-- What the task asks --
Without the pictures, copy all the entries below exactly.

*** Provided data Section Begins ***

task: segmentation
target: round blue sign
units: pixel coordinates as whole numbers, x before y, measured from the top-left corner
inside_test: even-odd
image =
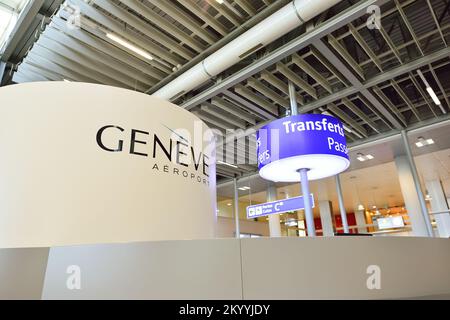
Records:
[[[350,165],[344,127],[331,116],[278,119],[259,129],[256,137],[259,174],[267,180],[299,181],[298,170],[304,168],[309,180],[322,179]]]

*** Provided data Section Ends ***

-- Response to this task --
task: segmentation
target: round blue sign
units: pixel coordinates as whole numbers, x before y, measured from the top-left corner
inside_test: even-odd
image =
Records:
[[[350,165],[344,127],[331,116],[278,119],[259,129],[256,137],[259,174],[267,180],[299,181],[298,170],[304,168],[309,180],[322,179]]]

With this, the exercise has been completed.